• **Instructions to follow**
How might the text below about cynics and nihilists go on? Resume it right after its last sentence.

• **Supplied text**
Cynics and nihilists step ahead of rest of society
Those who embody this idea of the ‘absence of hope’ are probably the most hopeful people of all: they recognize the futility of ordinary living, the monotony of scheduled time and movements, the incongruity of the pre-ordained social desires of financial security, career contentedness and family rearing.
Those who refuse, who say “no”, while being burdened with a heavy head and a heavy heart, ultimately know that there is something more to life than this, but by themselves they cannot change it.
And while they are ostracized, demonized, stigmatized as being outside the social order (because by saying “no” they call into question the motivations of “happiness” or “living” that most people abide by), they perhaps are the people who have the answers (or at least the diagnoses) of how to fundamentally and truly change the world for the better.

• **Data for analysis**
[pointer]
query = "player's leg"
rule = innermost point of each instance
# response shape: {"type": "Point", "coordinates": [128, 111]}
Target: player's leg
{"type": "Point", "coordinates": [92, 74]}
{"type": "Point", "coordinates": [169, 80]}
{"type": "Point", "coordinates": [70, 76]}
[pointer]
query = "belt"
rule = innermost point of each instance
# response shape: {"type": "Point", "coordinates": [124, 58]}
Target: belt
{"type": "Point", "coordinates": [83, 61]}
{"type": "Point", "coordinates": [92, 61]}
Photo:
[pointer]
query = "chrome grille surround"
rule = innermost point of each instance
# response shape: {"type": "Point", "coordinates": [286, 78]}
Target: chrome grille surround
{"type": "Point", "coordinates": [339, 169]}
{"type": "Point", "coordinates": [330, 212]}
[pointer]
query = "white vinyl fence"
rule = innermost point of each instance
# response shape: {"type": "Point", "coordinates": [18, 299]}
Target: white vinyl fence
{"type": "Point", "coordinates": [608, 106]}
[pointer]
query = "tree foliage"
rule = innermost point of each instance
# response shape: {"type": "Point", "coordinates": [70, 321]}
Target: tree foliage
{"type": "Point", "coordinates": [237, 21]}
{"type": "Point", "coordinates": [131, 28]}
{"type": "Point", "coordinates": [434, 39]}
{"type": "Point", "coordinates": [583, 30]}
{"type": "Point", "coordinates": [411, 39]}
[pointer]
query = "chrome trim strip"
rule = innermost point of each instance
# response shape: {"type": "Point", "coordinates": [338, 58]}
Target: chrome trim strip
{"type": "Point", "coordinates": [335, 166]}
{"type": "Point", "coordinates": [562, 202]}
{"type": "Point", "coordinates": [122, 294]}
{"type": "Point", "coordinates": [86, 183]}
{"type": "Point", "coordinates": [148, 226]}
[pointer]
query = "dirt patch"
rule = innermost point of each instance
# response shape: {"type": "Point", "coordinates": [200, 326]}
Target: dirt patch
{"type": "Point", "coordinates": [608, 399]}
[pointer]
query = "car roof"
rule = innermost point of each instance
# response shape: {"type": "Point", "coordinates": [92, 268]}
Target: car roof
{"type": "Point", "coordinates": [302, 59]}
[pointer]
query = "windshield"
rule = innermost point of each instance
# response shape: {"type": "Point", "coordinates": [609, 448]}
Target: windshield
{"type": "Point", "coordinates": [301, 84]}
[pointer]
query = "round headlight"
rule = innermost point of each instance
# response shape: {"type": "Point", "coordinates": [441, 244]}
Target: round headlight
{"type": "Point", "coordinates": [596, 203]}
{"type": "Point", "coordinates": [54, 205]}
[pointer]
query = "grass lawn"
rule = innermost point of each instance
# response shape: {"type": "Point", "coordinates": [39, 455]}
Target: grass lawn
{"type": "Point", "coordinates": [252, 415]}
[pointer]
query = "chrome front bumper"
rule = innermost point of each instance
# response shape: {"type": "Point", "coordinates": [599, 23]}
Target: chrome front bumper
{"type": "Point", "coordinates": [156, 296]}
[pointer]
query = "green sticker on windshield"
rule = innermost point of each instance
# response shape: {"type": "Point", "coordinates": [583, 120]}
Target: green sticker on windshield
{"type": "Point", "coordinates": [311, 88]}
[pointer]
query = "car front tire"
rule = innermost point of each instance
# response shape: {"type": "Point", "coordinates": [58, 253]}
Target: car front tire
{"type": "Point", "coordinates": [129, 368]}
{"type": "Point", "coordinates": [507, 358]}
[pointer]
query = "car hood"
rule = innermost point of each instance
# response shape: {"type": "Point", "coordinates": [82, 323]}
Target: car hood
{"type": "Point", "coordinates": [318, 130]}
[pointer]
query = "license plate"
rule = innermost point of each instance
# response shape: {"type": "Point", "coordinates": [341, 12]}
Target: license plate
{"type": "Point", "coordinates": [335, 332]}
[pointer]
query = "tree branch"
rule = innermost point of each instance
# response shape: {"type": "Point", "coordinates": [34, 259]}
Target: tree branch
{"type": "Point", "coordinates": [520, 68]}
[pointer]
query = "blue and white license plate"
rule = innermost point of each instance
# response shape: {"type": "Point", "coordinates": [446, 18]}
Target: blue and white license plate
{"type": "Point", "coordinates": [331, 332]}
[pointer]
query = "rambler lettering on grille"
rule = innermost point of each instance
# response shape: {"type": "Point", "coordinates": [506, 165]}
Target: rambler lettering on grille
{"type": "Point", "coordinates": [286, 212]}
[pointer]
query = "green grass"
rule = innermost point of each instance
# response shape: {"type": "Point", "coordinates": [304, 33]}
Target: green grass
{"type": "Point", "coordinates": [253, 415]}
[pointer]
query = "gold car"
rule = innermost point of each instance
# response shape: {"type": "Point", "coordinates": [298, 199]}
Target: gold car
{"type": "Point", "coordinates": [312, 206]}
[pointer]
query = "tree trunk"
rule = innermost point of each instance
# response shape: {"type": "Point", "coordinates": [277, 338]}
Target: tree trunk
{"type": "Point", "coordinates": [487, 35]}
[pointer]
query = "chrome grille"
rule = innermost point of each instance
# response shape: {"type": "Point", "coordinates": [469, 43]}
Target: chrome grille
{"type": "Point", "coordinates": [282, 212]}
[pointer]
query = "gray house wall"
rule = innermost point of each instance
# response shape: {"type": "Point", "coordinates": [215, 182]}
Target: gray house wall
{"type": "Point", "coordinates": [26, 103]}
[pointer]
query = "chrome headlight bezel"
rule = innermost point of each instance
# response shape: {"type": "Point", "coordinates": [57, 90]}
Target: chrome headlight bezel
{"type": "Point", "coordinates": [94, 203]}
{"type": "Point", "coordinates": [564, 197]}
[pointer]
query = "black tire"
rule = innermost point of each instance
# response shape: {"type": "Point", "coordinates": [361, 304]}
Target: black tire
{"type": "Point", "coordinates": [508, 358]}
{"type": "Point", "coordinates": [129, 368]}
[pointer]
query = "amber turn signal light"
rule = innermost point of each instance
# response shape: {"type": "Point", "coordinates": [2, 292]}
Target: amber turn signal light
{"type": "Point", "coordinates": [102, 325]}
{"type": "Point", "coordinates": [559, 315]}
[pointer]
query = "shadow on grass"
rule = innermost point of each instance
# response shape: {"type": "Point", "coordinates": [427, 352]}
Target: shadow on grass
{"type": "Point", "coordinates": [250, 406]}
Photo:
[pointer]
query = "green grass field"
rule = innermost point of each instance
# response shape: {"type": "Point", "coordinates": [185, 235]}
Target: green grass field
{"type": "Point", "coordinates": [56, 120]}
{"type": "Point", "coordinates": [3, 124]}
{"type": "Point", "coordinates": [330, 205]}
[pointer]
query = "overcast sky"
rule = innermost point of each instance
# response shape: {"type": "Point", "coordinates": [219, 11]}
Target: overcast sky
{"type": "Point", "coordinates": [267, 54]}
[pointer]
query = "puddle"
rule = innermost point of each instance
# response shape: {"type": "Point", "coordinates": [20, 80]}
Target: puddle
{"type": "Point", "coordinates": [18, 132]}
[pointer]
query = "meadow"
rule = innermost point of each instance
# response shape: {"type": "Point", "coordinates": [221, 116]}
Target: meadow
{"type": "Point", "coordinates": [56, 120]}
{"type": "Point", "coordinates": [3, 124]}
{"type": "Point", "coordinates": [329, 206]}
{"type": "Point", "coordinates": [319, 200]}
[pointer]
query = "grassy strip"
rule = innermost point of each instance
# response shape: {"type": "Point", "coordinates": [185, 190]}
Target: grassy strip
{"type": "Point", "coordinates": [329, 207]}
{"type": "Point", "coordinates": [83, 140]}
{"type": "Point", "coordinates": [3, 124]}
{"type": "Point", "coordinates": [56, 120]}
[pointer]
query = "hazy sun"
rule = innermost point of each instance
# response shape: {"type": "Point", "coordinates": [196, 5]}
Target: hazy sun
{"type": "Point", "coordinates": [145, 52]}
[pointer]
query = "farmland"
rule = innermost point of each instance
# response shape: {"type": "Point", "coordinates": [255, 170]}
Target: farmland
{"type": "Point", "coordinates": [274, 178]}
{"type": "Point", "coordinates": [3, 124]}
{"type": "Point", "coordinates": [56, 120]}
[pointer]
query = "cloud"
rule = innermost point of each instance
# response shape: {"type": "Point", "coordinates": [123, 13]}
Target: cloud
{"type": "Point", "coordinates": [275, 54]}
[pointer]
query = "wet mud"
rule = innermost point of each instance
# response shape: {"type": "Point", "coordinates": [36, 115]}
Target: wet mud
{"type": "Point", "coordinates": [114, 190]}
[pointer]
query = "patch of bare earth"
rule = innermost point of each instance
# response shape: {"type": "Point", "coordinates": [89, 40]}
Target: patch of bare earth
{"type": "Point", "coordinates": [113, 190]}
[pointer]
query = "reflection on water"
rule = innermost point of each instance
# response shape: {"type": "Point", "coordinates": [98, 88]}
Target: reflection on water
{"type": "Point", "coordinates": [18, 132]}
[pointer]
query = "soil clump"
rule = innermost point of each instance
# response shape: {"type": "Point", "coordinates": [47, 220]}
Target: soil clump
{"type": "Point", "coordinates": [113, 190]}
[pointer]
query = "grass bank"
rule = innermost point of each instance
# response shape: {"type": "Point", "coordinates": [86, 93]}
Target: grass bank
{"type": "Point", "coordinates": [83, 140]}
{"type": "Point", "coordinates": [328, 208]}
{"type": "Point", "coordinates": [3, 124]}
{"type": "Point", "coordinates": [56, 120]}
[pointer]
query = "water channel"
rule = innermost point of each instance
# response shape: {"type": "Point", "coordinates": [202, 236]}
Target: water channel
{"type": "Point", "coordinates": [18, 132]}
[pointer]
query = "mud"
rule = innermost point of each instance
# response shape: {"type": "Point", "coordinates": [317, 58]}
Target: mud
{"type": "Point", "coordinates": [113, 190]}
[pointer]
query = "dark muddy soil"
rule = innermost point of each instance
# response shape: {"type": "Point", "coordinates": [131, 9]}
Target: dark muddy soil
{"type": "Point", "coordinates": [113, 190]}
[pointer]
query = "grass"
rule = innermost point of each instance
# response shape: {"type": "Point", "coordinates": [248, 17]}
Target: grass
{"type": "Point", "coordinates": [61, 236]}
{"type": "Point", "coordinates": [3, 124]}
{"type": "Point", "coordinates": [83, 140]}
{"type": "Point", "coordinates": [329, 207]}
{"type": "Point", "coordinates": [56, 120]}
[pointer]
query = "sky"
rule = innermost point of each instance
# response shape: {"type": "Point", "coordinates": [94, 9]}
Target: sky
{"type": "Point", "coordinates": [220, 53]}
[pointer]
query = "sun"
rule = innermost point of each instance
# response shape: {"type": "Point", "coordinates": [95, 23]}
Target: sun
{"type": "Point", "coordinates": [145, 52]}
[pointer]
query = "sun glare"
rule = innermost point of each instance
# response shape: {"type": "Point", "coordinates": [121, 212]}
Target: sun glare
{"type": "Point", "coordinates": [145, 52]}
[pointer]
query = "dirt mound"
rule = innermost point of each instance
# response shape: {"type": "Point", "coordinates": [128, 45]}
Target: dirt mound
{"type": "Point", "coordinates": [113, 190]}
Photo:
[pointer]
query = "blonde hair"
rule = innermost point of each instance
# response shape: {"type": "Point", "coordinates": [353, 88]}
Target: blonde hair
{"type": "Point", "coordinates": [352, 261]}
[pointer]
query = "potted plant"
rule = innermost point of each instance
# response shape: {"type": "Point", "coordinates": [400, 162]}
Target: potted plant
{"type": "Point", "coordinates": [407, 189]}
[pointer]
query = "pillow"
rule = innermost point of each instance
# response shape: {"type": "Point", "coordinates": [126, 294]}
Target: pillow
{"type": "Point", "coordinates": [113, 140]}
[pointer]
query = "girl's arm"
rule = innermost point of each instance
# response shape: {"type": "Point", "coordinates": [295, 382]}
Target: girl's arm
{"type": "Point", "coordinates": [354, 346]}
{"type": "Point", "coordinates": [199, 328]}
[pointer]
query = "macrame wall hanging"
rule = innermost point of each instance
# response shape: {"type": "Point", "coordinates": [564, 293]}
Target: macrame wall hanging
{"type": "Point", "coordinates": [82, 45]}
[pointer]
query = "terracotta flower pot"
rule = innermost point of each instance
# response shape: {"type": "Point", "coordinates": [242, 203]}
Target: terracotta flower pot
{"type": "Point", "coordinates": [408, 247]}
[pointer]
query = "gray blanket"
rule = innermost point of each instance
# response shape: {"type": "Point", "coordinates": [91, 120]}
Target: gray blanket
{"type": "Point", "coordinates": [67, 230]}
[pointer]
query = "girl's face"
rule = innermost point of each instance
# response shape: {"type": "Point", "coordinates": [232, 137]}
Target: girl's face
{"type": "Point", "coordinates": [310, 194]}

• **Exercise output**
Those people who are depressed do not “settle” for depression; they tolerate it. They tolerate it because they must.
To be “happy” on the outside but somehow “incomplete” on the inside (whatever that truly means, another term lifted from the discourse of the “joyless society”), this is a phenomenon not only ubiquitous but celebrated today, a condition anathema to those melancholiacs, cynics, nihilists perceived to be one step behind but in reality are ten steps ahead.
Ernest Hemingway once said, “The world is a fine place and worth fighting for…” Perhaps it is those happy types who are the ones too willing to “leave it,” not those afflicted with depression.